→ Exercise description
Comb through the entries for "above" and pull out each line that holds it.

→ Provided data
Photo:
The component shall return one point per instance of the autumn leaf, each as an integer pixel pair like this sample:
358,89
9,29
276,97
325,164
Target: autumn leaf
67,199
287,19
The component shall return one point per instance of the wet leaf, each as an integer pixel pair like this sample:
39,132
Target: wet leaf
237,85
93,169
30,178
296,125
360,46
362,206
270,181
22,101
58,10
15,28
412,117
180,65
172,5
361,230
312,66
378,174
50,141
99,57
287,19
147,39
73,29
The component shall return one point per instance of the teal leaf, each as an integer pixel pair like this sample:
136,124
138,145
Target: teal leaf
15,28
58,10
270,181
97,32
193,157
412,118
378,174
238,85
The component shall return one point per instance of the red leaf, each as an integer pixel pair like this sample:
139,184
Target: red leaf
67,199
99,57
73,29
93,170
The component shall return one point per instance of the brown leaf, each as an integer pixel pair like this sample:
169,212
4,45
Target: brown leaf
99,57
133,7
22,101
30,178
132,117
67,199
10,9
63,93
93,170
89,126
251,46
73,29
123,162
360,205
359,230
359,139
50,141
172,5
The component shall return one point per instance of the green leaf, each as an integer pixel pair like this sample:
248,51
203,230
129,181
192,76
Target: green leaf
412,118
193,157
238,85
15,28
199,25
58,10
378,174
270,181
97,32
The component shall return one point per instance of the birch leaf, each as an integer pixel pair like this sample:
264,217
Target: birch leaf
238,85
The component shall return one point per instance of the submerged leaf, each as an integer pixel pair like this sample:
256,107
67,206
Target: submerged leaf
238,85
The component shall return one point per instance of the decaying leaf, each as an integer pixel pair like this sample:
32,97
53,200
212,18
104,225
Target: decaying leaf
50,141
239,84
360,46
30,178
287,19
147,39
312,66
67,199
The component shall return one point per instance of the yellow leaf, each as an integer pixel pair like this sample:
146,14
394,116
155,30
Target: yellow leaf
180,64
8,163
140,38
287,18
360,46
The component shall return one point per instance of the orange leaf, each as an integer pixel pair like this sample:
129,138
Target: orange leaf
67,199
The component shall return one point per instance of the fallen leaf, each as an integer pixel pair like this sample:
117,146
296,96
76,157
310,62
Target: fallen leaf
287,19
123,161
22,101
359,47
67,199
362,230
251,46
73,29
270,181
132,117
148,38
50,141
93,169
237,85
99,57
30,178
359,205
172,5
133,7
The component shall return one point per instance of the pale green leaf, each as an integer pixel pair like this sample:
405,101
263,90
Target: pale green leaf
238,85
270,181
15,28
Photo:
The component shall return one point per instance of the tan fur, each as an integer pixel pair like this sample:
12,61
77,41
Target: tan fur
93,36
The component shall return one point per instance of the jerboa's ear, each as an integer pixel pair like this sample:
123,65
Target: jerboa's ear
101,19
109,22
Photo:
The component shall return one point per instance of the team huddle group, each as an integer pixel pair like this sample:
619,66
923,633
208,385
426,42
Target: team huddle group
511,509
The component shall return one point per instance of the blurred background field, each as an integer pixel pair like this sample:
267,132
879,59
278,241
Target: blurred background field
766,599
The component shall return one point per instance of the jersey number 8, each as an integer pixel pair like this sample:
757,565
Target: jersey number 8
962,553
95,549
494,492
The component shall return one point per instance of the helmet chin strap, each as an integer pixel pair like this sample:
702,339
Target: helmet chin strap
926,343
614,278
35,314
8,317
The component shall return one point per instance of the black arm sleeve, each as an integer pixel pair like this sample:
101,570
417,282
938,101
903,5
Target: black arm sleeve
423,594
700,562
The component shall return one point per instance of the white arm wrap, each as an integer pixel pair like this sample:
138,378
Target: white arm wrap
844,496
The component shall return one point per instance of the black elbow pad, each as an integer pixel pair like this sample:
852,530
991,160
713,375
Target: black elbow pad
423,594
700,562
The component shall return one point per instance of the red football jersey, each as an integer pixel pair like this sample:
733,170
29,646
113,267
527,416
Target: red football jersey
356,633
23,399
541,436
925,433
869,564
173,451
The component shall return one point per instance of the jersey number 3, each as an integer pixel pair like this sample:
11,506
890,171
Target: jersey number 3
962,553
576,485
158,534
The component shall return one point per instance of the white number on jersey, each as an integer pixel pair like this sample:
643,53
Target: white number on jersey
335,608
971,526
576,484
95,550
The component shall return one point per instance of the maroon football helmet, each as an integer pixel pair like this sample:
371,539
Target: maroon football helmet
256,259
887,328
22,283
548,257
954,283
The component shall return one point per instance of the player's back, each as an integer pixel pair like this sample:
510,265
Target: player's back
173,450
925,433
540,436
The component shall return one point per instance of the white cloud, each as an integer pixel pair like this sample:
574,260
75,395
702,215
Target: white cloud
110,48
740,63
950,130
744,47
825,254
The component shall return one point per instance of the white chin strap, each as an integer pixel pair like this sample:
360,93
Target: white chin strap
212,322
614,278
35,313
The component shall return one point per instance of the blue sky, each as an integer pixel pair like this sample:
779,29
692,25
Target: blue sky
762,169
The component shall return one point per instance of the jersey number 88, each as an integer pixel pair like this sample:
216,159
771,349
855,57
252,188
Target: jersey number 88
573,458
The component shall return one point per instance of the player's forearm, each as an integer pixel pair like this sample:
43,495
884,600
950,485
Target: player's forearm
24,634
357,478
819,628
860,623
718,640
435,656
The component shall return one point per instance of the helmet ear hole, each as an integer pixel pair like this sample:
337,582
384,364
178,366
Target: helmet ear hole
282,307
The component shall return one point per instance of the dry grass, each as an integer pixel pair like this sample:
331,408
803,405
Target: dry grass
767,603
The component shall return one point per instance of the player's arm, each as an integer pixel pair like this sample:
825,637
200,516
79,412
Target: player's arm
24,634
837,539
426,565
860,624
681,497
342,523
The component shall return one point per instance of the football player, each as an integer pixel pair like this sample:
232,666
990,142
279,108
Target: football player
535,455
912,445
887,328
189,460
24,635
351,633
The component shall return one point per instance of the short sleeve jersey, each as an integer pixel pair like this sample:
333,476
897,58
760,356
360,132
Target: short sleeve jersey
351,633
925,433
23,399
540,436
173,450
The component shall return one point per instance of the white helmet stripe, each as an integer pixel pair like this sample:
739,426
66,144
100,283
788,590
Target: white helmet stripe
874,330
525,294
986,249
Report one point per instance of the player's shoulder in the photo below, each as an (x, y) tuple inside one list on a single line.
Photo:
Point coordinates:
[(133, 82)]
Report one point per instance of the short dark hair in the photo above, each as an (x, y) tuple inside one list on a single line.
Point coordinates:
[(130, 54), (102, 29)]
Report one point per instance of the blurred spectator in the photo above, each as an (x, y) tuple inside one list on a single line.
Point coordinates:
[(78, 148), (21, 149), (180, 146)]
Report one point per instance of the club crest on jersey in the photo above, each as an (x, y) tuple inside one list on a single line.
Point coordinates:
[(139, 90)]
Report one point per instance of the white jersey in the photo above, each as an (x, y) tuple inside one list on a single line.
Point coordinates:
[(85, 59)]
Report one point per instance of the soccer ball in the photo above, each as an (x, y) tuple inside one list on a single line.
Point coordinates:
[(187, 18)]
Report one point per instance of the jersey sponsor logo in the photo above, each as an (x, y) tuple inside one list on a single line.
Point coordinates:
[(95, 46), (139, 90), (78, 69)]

→ Written answer
Report one point per instance of the short dark hair in the photo above, each as an (x, y) tuple inside one list on a single line.
Report one point per instance of the blurred spectator in the photo above, each as an (x, y) tuple inside one list on a single line.
Report one point per instance of the club crest on jersey in the photo above, each as an (x, y) tuple inside one list on a single line.
Report one point per instance of the white jersey in the photo above, each as an (x, y) tuple inside one list on a single line.
Report one point per instance of the soccer ball in the photo above, each as an (x, y) tuple inside one list on a single line.
Report one point per instance of the jersey sponsor logo in the photo above, each as an (x, y) tuple inside one list on a single line.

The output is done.